İslam, tüm inanlığa gönderilmiş bir dindir. İslam’ın muhatabı insandır. Cenâb-ı Hak insanı değerli bir varlık olarak yaratmış, insanoğlunu da yaşadığı müddetçe bu değeri korumakla görevlendirmiştir. Bu amaçla peygamberler göndermiş, insanı kendi halifesi (Allah’ın emirlerini yerine getirme yetkisi, emr-i bil maruf nehy-i ani’l münker görevi) olarak tayin etmiştir. İslam, her bir Müslüman’ı iyiliği emredip; kötülüğü engellemekle vazifelendirmiş (Âl-i İmran, 3/104), insanların doğruyu bulması ve yanlışlıktan yüz çevirmesi için çalışmayı (cihad) farz kılmıştır. Bu nedenle bir insanı yok etmeyi bir alemi yok etmeye; bir insanı kurtarmayı da alemi kurtarmaya benzetmiştir. (Bkz. Maide, 5/32) İnsanları küfre ve harama sevk etmek onları öldürmek; küfürden ve haramdan uzaklaştırmak da yaşatmaktır.
Allah’ın halifesi olan insanların oluşturduğu en önemli birlik toplumdur. İnsan toplumsal bir varlık olarak yaratılmıştır. Toplumların ön önemli nüvesi ise gençlerdir. Milletlerin bugünleri ve yarınları gençlerin elindedir. Gençlik bir milletin hazinesi ve aynı zamanda da aynasıdır. Böyle önemli bir konumda bulunan yarının gençleri olan çocuklarımızı ve bugünün gençlerini bekleyen tehlikelerin bir kısmını şöyle sıralayabiliriz: Para hırsı, şöhret, fuhuş, terör, uyuşturucu, ahlaksız insanlar tarafından sergilenen ve onların edebe aykırı görüntüleri ile sunulan müzik ve bu kişilere karşı duyulan sevgi, futbol ve futbolcu sevgisi ile futbola harcanan zaman, içki, kumar, kahvehane oyunları, moda (farklı kültürlere özenti, taklit), ırkçılık, dini görünümlü batıl fikri akımlar ile bu çirkinlikleri tetikleyen, neşreden, ahlaktan yoksun televizyon, internet ve gazeteler.

■ Sağlanan malzeme
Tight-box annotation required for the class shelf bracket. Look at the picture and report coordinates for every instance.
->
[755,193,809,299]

■ Verilen görev 1
Metin bölümünde "Allah’ın halifesi olan" sözlerinden başlayıp "internet ve gazeteler." sözlerine kadar süren kısmı hiçbir değişiklik yapmadan yeniden yazın.
■ Verilen görev 2
Metin bölümüne göre Cenâb-ı Hak peygamberleri hangi amaçla göndermiştir? Bir ile üç cümle arasında açıklayın.

■ Çözümlü yanıt 1
Allah’ın halifesi olan insanların oluşturduğu en önemli birlik toplumdur. İnsan toplumsal bir varlık olarak yaratılmıştır. Toplumların ön önemli nüvesi ise gençlerdir. Milletlerin bugünleri ve yarınları gençlerin elindedir. Gençlik bir milletin hazinesi ve aynı zamanda da aynasıdır. Böyle önemli bir konumda bulunan yarının gençleri olan çocuklarımızı ve bugünün gençlerini bekleyen tehlikelerin bir kısmını şöyle sıralayabiliriz: Para hırsı, şöhret, fuhuş, terör, uyuşturucu, ahlaksız insanlar tarafından sergilenen ve onların edebe aykırı görüntüleri ile sunulan müzik ve bu kişilere karşı duyulan sevgi, futbol ve futbolcu sevgisi ile futbola harcanan zaman, içki, kumar, kahvehane oyunları, moda (farklı kültürlere özenti, taklit), ırkçılık, dini görünümlü batıl fikri akımlar ile bu çirkinlikleri tetikleyen, neşreden, ahlaktan yoksun televizyon, internet ve gazeteler.

■ Çözümlü yanıt 2
Cenâb-ı Hak insanı değerli bir varlık olarak yaratmış ve insanoğlunu yaşadığı müddetçe bu değeri korumakla görevlendirmiştir. Peygamberleri de bu amaçla, yani insanın bu değeri korumasını sağlamak için göndermiştir.